◆ **REQUIRED TASKS**
a - Can you pull out the passage from the catalog and code versioning text, from "1. Collaboration and" up to and including "and resolve problems.", word for word?
b - How would the catalog and code versioning text go on after its last sentence? Write the next part.

Benefits of Catalog Versioning

  1. Direct Impact on What Users See: When you version your data catalog, you control the data that is exposed to end users. If a rollback is necessary, it affects the actual data that users interact with, making it ideal for disaster recovery.
  2. Rollback of Data Changes: In case of data corruption or unwanted changes, catalog versioning allows you to roll back the entire state of your data, providing a clean and efficient recovery process.
  3. Zero-Copy Environments: Catalog versioning allows you to create development or testing environments without duplicating data. This is possible through branching, which lets you test changes to the data without affecting production environments.
  4. Historical Data Tagging: You can tag specific states of your data, making it easy to replicate or access historical data at any given point, which is highly useful for auditing or regulatory compliance.
  5. Auditing and Traceability: With catalog commits, it's easy to see who made changes and when, providing transparency and control over data management.

Code Versioning with dbt

On the other hand, code versioning refers to managing the SQL code that defines how data is processed and transformed. In dbt, this means checking in your SQL models into Git, where the changes to code are stored as commits. Each commit represents a point in the evolution of your SQL models, and like data catalog versioning, you can branch, tag, and roll back the code as needed.

Benefits of Code Versioning

  1. Collaboration and Team Development: dbt’s code versioning allows teams to collaborate on writing SQL that generates your datasets and views. Code can be reviewed, tested, and improved collaboratively without impacting production.
  2. Safe Development with Branching: You can create branches to test new dbt models in isolation from production data. This way, you can safely develop and test without the risk of affecting live datasets.
  3. Automation with GitHub Actions: You can integrate GitHub Actions to automatically run models when production code changes or perform validations before changes are committed, adding an extra layer of safety to your development process.
  4. Commit History for Debugging: When something goes wrong, code versioning helps trace issues back to specific changes. Each commit is a checkpoint that makes it easier to diagnose and resolve problems.

◆ **INPUT DATA**

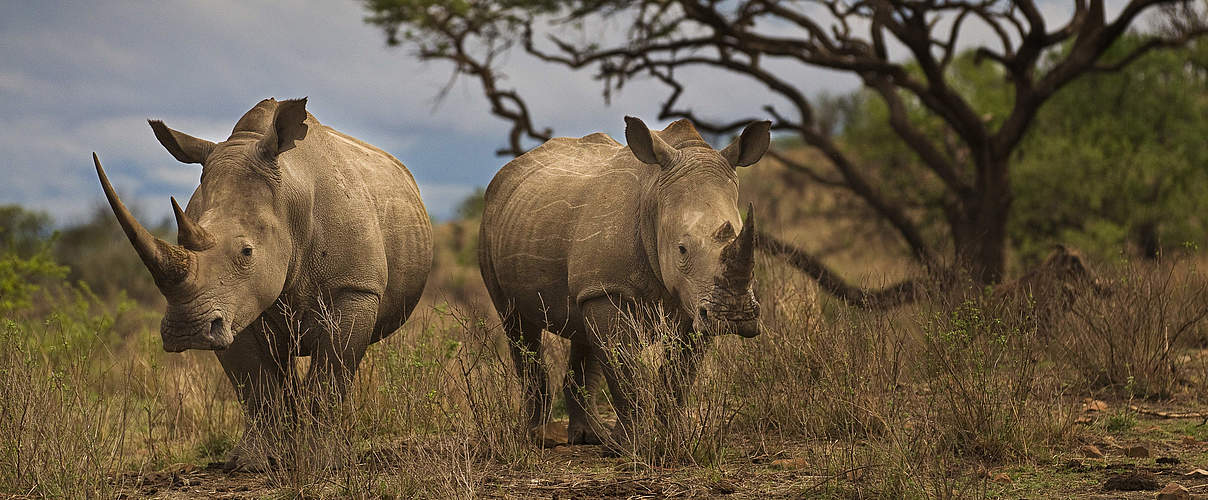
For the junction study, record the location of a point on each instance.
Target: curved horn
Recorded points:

---

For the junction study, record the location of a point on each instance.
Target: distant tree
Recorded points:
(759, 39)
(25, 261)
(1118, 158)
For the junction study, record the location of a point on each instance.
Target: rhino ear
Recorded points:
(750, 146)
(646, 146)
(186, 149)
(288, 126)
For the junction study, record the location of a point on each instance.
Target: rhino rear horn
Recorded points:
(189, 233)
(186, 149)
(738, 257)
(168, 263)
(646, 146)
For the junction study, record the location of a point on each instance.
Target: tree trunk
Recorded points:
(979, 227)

--

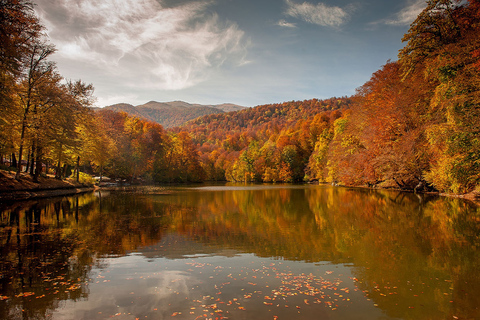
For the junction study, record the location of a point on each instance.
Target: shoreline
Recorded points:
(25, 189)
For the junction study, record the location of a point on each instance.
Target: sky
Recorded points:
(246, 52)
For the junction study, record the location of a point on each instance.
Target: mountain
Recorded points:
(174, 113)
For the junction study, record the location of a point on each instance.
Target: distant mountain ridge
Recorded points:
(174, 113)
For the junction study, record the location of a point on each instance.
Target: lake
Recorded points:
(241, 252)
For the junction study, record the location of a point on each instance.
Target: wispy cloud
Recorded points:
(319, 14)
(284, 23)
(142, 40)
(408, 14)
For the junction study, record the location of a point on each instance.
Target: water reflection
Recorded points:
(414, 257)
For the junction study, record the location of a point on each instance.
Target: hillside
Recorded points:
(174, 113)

◆ **OUTPUTS BY TASK**
a -
1. Collaboration and Team Development: dbt’s code versioning allows teams to collaborate on writing SQL that generates your datasets and views. Code can be reviewed, tested, and improved collaboratively without impacting production.
  2. Safe Development with Branching: You can create branches to test new dbt models in isolation from production data. This way, you can safely develop and test without the risk of affecting live datasets.
  3. Automation with GitHub Actions: You can integrate GitHub Actions to automatically run models when production code changes or perform validations before changes are committed, adding an extra layer of safety to your development process.
  4. Commit History for Debugging: When something goes wrong, code versioning helps trace issues back to specific changes. Each commit is a checkpoint that makes it easier to diagnose and resolve problems.

b -
Why You Need Both

While catalog versioning and code versioning are powerful on their own, their combined use delivers even greater value for modern data platforms.

  1. Data Rollback vs. Code Rollback: Rolling back code commits does not affect the underlying data. Having the ability to roll back both code (via Git) and data (via a catalog like Nessie) provides more comprehensive recovery options in the event of bad code making it into production.
  2. Diagnosing Issues: Code versioning helps identify where changes were made in the SQL, while catalog versioning highlights changes to the data. This makes diagnosing issues faster and more precise.
  3. Environment Isolation: In dbt, you can define different profiles for different environments, allowing SQL code in development branches to be executed against isolated environments. Simultaneously, catalog branches can be created for these environments, and used in your dbt projects through the AT BRANCH clause in Dremio SQL, giving you complete control over both data and code in development workflows.

Conclusion

Catalog versioning with Nessie and code versioning with dbt both serve distinct but complementary purposes. While catalog versioning ensures the integrity and traceability of your data, code versioning ensures the collaborative, flexible development of the SQL code that transforms your data into actionable insights. Using both techniques in tandem provides a robust framework for managing data operations and handling inevitable changes in your data landscape.

By combining the power of version control in both your data and your code, you can confidently develop, test, and deploy changes, knowing you have the tools to recover quickly and effectively when something goes wrong.